(Data items)
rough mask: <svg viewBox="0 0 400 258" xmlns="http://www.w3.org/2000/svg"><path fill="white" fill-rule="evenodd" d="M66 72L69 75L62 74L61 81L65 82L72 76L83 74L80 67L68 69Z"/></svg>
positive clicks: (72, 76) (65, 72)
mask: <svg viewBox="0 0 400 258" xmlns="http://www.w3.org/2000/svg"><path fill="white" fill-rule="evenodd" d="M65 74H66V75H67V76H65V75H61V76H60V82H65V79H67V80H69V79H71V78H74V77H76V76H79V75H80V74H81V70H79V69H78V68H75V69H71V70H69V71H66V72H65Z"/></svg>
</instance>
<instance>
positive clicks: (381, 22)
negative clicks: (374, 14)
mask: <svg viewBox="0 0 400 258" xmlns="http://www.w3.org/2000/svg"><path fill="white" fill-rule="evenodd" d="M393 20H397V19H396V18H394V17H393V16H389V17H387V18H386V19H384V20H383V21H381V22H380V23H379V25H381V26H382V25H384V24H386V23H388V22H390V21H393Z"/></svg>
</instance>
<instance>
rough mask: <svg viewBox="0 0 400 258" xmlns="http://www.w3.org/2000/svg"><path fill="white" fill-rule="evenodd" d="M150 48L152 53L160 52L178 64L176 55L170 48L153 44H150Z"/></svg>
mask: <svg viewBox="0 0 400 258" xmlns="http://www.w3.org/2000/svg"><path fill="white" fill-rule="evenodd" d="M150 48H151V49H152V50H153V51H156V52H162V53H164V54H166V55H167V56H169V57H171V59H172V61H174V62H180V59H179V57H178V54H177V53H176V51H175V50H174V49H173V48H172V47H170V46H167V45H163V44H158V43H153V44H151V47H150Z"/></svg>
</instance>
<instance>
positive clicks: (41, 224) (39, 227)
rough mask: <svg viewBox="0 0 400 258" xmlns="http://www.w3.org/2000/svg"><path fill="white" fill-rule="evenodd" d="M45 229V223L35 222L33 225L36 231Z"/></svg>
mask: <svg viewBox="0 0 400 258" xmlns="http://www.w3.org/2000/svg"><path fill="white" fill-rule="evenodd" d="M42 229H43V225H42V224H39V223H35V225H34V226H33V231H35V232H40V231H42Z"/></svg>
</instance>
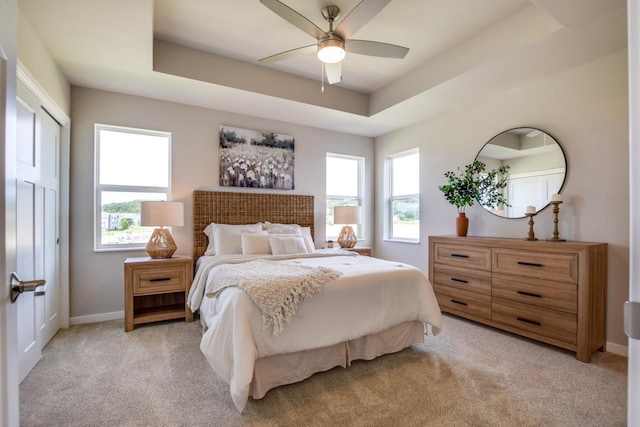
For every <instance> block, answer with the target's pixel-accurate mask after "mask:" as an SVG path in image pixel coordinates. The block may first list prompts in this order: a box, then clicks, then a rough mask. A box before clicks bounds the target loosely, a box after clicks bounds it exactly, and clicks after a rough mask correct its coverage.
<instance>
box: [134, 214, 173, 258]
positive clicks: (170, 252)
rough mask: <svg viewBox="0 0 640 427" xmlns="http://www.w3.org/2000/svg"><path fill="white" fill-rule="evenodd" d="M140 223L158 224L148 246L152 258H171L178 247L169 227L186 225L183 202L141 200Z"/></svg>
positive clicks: (155, 225)
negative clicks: (142, 200)
mask: <svg viewBox="0 0 640 427" xmlns="http://www.w3.org/2000/svg"><path fill="white" fill-rule="evenodd" d="M140 225H143V226H156V227H158V228H156V229H155V230H153V234H151V238H150V239H149V242H148V243H147V246H146V248H145V249H146V251H147V253H148V254H149V256H150V257H151V258H171V256H172V255H173V254H174V253H175V251H176V249H178V247H177V246H176V242H175V241H174V240H173V237H172V236H171V232H170V231H169V229H167V228H164V227H171V226H176V227H181V226H183V225H184V209H183V206H182V203H181V202H141V203H140Z"/></svg>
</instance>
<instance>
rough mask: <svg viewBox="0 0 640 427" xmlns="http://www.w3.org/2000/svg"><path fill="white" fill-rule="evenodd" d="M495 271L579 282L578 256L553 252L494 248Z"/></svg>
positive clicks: (562, 280)
mask: <svg viewBox="0 0 640 427" xmlns="http://www.w3.org/2000/svg"><path fill="white" fill-rule="evenodd" d="M493 273H501V274H513V275H516V276H524V277H534V278H538V279H545V280H553V281H556V282H567V283H577V282H578V256H577V255H575V254H564V253H553V252H536V251H522V250H512V249H493Z"/></svg>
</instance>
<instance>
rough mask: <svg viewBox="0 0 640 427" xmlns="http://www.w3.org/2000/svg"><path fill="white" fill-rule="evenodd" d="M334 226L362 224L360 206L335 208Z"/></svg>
mask: <svg viewBox="0 0 640 427" xmlns="http://www.w3.org/2000/svg"><path fill="white" fill-rule="evenodd" d="M333 223H334V224H360V206H336V207H335V208H333Z"/></svg>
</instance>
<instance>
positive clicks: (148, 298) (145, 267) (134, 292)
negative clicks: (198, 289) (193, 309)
mask: <svg viewBox="0 0 640 427" xmlns="http://www.w3.org/2000/svg"><path fill="white" fill-rule="evenodd" d="M192 280H193V258H191V257H188V256H173V257H172V258H157V259H152V258H149V257H141V258H127V259H126V260H125V261H124V330H125V332H129V331H132V330H133V328H134V325H139V324H142V323H150V322H159V321H161V320H169V319H180V318H184V319H185V320H186V321H187V322H192V321H193V313H192V312H191V310H190V309H189V307H187V305H186V301H187V297H188V295H189V288H190V287H191V282H192Z"/></svg>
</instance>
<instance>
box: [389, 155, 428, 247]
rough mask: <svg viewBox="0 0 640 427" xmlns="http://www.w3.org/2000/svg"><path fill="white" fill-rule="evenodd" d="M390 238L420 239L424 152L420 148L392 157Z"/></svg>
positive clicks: (391, 157) (403, 239) (404, 238)
mask: <svg viewBox="0 0 640 427" xmlns="http://www.w3.org/2000/svg"><path fill="white" fill-rule="evenodd" d="M388 168H389V169H388V170H389V178H390V183H389V190H390V191H389V193H390V197H389V219H390V221H389V239H391V240H403V241H409V242H419V241H420V156H419V153H418V150H417V149H416V150H411V151H406V152H404V153H399V154H395V155H393V156H390V157H388Z"/></svg>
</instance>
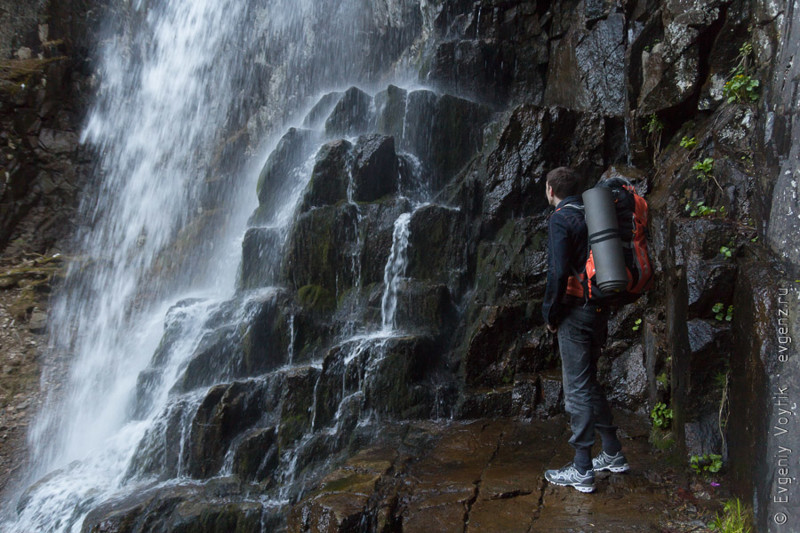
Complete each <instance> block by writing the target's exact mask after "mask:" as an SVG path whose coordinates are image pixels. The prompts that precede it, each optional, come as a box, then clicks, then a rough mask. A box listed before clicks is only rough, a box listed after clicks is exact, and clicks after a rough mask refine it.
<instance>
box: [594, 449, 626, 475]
mask: <svg viewBox="0 0 800 533" xmlns="http://www.w3.org/2000/svg"><path fill="white" fill-rule="evenodd" d="M592 468H593V469H594V470H595V472H602V471H603V470H610V471H611V472H617V473H619V472H627V471H628V470H630V468H631V467H630V466H628V461H627V460H626V459H625V456H624V455H622V452H617V453H616V454H615V455H608V454H607V453H606V452H600V454H598V456H597V457H595V458H594V459H592Z"/></svg>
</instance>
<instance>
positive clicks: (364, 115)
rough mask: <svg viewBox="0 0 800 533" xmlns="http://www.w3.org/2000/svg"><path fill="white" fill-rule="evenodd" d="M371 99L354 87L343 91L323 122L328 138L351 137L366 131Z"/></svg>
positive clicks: (367, 121) (371, 111)
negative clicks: (334, 105) (345, 90)
mask: <svg viewBox="0 0 800 533" xmlns="http://www.w3.org/2000/svg"><path fill="white" fill-rule="evenodd" d="M371 108H372V97H371V96H370V95H368V94H367V93H365V92H364V91H362V90H361V89H358V88H356V87H350V88H349V89H347V91H345V93H344V94H343V95H342V97H341V98H340V99H339V101H338V102H337V103H336V106H334V108H333V111H331V114H330V116H329V117H328V119H327V120H326V121H325V134H326V135H328V136H330V137H336V136H352V135H358V134H359V133H364V132H366V131H367V129H368V128H369V125H370V121H371V120H372V111H371Z"/></svg>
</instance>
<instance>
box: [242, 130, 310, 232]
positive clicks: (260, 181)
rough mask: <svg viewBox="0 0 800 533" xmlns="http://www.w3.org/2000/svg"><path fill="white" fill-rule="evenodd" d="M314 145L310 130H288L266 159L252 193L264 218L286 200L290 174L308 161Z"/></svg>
mask: <svg viewBox="0 0 800 533" xmlns="http://www.w3.org/2000/svg"><path fill="white" fill-rule="evenodd" d="M317 141H318V134H317V133H315V132H313V131H311V130H302V129H296V128H290V129H289V131H288V132H286V134H285V135H284V136H283V137H282V138H281V140H280V141H279V142H278V146H276V147H275V150H273V151H272V153H271V154H270V155H269V157H268V158H267V162H266V163H265V164H264V168H262V169H261V173H260V174H259V176H258V186H257V189H256V191H257V194H258V203H259V205H260V206H261V209H262V210H263V211H264V212H266V213H267V214H268V215H272V214H274V212H275V211H276V210H277V209H278V207H279V206H280V205H282V204H283V203H284V202H285V201H286V200H287V196H288V193H289V192H290V191H291V189H292V183H291V181H292V180H291V179H290V177H291V173H292V172H293V171H294V170H295V169H296V168H297V167H299V166H301V165H302V163H303V162H304V161H305V160H306V159H308V157H309V156H310V155H311V152H312V150H313V149H314V147H315V146H316V143H317ZM262 218H266V216H263V217H262Z"/></svg>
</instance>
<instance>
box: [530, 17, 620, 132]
mask: <svg viewBox="0 0 800 533" xmlns="http://www.w3.org/2000/svg"><path fill="white" fill-rule="evenodd" d="M597 3H599V4H602V2H597ZM596 7H597V6H593V5H592V4H591V3H587V4H586V6H585V9H586V10H587V11H591V10H595V11H596ZM597 15H598V14H595V16H597ZM597 18H600V17H599V16H597ZM625 32H626V27H625V15H623V14H622V13H615V14H611V15H608V16H607V17H606V18H602V19H601V20H599V21H598V22H597V23H596V24H595V25H594V26H593V27H592V28H591V29H584V28H582V27H579V26H573V27H572V28H571V29H570V30H569V31H568V32H567V34H566V35H565V36H564V37H563V38H561V39H559V40H557V41H555V42H554V43H553V44H552V45H551V46H552V48H551V52H550V57H551V59H550V62H549V63H548V72H547V87H546V88H545V92H544V101H543V104H544V105H546V106H560V107H565V108H568V109H572V110H577V111H592V112H596V113H599V114H601V115H606V116H617V117H619V116H622V115H623V113H624V111H625V98H626V87H625Z"/></svg>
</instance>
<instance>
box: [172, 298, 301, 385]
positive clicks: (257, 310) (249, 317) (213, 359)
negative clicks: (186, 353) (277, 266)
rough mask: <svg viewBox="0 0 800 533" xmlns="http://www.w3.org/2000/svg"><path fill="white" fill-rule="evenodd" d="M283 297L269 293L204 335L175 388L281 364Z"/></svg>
mask: <svg viewBox="0 0 800 533" xmlns="http://www.w3.org/2000/svg"><path fill="white" fill-rule="evenodd" d="M285 298H286V296H285V294H283V293H280V292H276V291H271V292H269V293H267V294H265V295H263V296H259V297H256V298H253V299H251V300H249V301H247V302H245V303H243V306H244V313H243V317H242V318H241V320H234V323H230V324H225V325H222V326H220V327H217V328H215V329H213V330H212V331H209V332H208V333H206V334H205V335H204V336H203V338H202V339H201V341H200V344H199V346H198V348H197V350H196V351H195V354H194V355H193V356H192V357H191V359H190V360H189V363H188V364H187V365H186V368H185V370H184V371H183V376H182V378H181V379H180V380H179V382H178V384H177V385H176V387H175V389H176V390H179V391H189V390H192V389H194V388H197V387H200V386H203V385H210V384H212V383H219V381H220V380H223V379H235V378H241V377H248V376H257V375H259V374H262V373H264V372H266V371H268V370H271V369H274V368H277V367H279V366H280V365H282V364H283V363H284V362H285V361H286V357H287V353H288V345H289V331H288V330H289V325H288V324H287V317H286V314H285V313H284V312H283V305H285Z"/></svg>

• _Exercise brief_
Please recast the lines of the data items running from the start through the line containing "positive clicks: (72, 76) (65, 72)", both ends included, as a JSON list of strings, one string per line, leaving out any blank lines.

• _Your response_
[
  "rough mask: <svg viewBox=\"0 0 400 258\" xmlns=\"http://www.w3.org/2000/svg\"><path fill=\"white\" fill-rule=\"evenodd\" d=\"M66 72L69 75L62 74L61 81L65 82L72 76L83 74L80 67L68 69Z\"/></svg>",
  "positive clicks: (72, 76) (65, 72)"
]